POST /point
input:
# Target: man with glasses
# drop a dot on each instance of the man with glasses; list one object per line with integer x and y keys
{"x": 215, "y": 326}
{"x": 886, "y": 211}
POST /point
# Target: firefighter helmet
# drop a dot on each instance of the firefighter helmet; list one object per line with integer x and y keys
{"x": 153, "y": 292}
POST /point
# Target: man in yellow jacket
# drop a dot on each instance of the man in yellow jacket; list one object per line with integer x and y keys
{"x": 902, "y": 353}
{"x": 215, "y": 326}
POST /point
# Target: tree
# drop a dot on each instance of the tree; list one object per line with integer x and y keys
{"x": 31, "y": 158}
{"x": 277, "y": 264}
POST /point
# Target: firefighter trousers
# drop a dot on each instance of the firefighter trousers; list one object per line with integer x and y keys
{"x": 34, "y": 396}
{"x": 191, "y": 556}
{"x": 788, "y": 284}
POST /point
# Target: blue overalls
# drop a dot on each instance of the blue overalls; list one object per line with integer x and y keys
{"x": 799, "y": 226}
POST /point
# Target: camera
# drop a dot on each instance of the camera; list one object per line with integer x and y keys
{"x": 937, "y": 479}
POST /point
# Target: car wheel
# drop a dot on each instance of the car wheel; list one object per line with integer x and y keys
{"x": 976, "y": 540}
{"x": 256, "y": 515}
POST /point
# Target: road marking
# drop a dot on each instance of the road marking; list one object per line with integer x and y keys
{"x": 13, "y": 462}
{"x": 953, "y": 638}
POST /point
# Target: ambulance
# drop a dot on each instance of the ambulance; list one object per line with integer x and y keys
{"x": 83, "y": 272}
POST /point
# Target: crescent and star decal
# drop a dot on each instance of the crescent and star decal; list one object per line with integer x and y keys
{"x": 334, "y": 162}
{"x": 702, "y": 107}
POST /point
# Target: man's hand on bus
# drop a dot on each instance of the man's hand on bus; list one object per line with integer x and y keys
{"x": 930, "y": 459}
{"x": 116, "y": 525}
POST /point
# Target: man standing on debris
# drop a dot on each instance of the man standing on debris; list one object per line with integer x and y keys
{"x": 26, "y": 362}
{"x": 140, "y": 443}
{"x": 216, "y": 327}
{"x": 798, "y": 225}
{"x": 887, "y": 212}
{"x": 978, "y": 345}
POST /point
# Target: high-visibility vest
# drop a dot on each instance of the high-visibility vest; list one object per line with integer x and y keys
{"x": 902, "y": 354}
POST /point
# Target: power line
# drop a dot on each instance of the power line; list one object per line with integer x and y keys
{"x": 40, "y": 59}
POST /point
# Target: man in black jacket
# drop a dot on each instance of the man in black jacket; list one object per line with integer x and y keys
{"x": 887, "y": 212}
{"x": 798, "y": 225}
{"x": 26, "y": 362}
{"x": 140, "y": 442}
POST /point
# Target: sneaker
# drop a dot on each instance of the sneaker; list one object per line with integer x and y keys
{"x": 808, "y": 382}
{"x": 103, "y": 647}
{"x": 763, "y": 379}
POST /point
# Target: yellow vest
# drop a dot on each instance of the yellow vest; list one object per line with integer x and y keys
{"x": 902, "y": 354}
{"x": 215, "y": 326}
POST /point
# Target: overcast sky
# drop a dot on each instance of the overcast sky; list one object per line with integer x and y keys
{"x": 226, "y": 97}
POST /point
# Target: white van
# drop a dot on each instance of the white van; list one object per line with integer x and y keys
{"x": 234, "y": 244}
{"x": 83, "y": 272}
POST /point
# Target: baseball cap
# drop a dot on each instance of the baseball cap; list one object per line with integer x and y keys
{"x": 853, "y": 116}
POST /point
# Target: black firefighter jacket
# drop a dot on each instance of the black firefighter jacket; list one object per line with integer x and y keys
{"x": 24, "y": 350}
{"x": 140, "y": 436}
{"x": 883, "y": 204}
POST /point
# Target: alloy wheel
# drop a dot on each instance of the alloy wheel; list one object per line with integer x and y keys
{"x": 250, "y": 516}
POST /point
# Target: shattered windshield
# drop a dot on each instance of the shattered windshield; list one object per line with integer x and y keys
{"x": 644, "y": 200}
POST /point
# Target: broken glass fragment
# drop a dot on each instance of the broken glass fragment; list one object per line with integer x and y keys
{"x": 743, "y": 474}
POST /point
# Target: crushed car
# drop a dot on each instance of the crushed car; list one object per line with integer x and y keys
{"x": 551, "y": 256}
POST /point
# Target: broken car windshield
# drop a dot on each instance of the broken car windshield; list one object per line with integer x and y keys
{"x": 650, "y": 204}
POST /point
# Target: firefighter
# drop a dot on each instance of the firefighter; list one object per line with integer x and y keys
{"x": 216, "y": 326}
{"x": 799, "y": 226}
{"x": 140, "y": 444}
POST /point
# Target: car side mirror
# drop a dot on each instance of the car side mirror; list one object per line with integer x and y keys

TASK DIRECTIONS = Copy every line above without changes.

ANSWER TO THIS TASK =
POST /point
input:
# Target: man with glasses
# drop a dot on each instance of the man with glasses; list one object per line with integer x and y keys
{"x": 215, "y": 326}
{"x": 886, "y": 211}
POST /point
# Target: firefighter helmet
# drop a dot on each instance of the firefighter helmet; list one object per line with integer x and y keys
{"x": 153, "y": 292}
POST /point
# Target: man in yellow jacket
# drop a dot on each instance of the man in yellow jacket; list one object per line with integer x and y keys
{"x": 902, "y": 353}
{"x": 215, "y": 326}
POST /point
# Target: tree
# drop a dot on each instance of the tree; list one object per line with integer x and y keys
{"x": 31, "y": 158}
{"x": 277, "y": 264}
POST /point
# Target: firefighter trousers
# drop a dot on each instance of the firefighter trousers; list one object per line with integer x and y keys
{"x": 34, "y": 396}
{"x": 191, "y": 556}
{"x": 788, "y": 284}
POST /point
# Target: blue overalls
# drop a dot on each instance of the blue overalls; list one object per line with integer x and y keys
{"x": 799, "y": 226}
POST /point
# Target: camera
# drop a dot on each instance of the camera; list one object per line with integer x and y keys
{"x": 937, "y": 479}
POST /point
# Target: car wheel
# drop a dot on each instance of the car wheel; list one object per line with integer x and y keys
{"x": 976, "y": 540}
{"x": 256, "y": 515}
POST /point
# Target: road marking
# drop a dot on each instance of the road marking; list one object per line with integer x and y keys
{"x": 13, "y": 462}
{"x": 953, "y": 638}
POST /point
# Target: ambulance
# drop a dot on each instance of the ambulance; list one object per line with integer x and y keys
{"x": 83, "y": 272}
POST /point
# Target: crescent and star decal
# drop a dot on each instance of the crescent and star decal; list one object per line with integer x and y keys
{"x": 334, "y": 162}
{"x": 702, "y": 107}
POST /point
# Target: man's hand on bus
# drop a dot on each instance of the man's hand on bus; list one object per line with integer x and y keys
{"x": 930, "y": 459}
{"x": 116, "y": 525}
POST /point
# Target: man standing on debris
# drop a dot on each instance of the man standing on debris; list one object per line with integer x and y keys
{"x": 26, "y": 362}
{"x": 140, "y": 443}
{"x": 216, "y": 327}
{"x": 798, "y": 225}
{"x": 887, "y": 212}
{"x": 978, "y": 345}
POST /point
# Target: high-visibility vest
# drop a dot on each instance of the high-visibility vest; list one object per line with integer x and y keys
{"x": 902, "y": 354}
POST /point
# Target: power line
# drop a dot on each instance of the power line; list one object per line with integer x and y keys
{"x": 40, "y": 59}
POST /point
# Target: man in black jacket
# drop a dot on each instance of the man in black jacket; list one object per line with integer x and y keys
{"x": 887, "y": 212}
{"x": 798, "y": 225}
{"x": 26, "y": 362}
{"x": 140, "y": 442}
POST /point
# Target: sneaker
# drop a dot on each instance of the sneaker; list one object per line with integer x and y keys
{"x": 808, "y": 382}
{"x": 103, "y": 647}
{"x": 763, "y": 379}
POST /point
# Target: yellow vest
# drop a dot on each instance of the yellow vest; list one object per line with integer x and y keys
{"x": 902, "y": 354}
{"x": 215, "y": 326}
POST /point
# Target: overcast sky
# drop a dot on each instance of the overcast sky; list one object per line with integer x and y keys
{"x": 226, "y": 97}
POST /point
# Target: white van
# drop a dot on each instance of the white van; list one object per line with integer x and y keys
{"x": 234, "y": 244}
{"x": 83, "y": 272}
POST /point
# Target: baseball cap
# drop a dot on each instance of the baseball cap; list one object per line with integer x and y keys
{"x": 853, "y": 116}
POST /point
# Target: black firefighter jacket
# drop a dot on each instance of the black firefighter jacket; list one object per line with integer x and y keys
{"x": 24, "y": 350}
{"x": 140, "y": 436}
{"x": 883, "y": 204}
POST /point
# Target: alloy wheel
# drop a dot on each instance of the alloy wheel; list one object per line with integer x and y keys
{"x": 250, "y": 516}
POST /point
# Target: shattered windshield
# drop a dot on each instance of the shattered windshield; list one object per line with integer x and y keys
{"x": 644, "y": 200}
POST /point
# Target: broken glass fragment
# drop a dot on each instance of the broken glass fragment; list one object per line with integer x and y keys
{"x": 743, "y": 474}
POST /point
# Target: crushed car
# drop a dot on each instance of the crushed car; list one object per line with integer x and y keys
{"x": 551, "y": 256}
POST /point
# Target: broken car windshield
# drop a dot on each instance of the broken car windshield; list one object per line with integer x and y keys
{"x": 650, "y": 204}
POST /point
# Target: firefighter
# drop a dot on each instance of the firefighter; list one object per line with integer x and y keys
{"x": 216, "y": 326}
{"x": 799, "y": 226}
{"x": 140, "y": 444}
POST /point
# Target: car side mirror
# drop a dot on each instance of the car side mirror; list one object per line with integer x and y keys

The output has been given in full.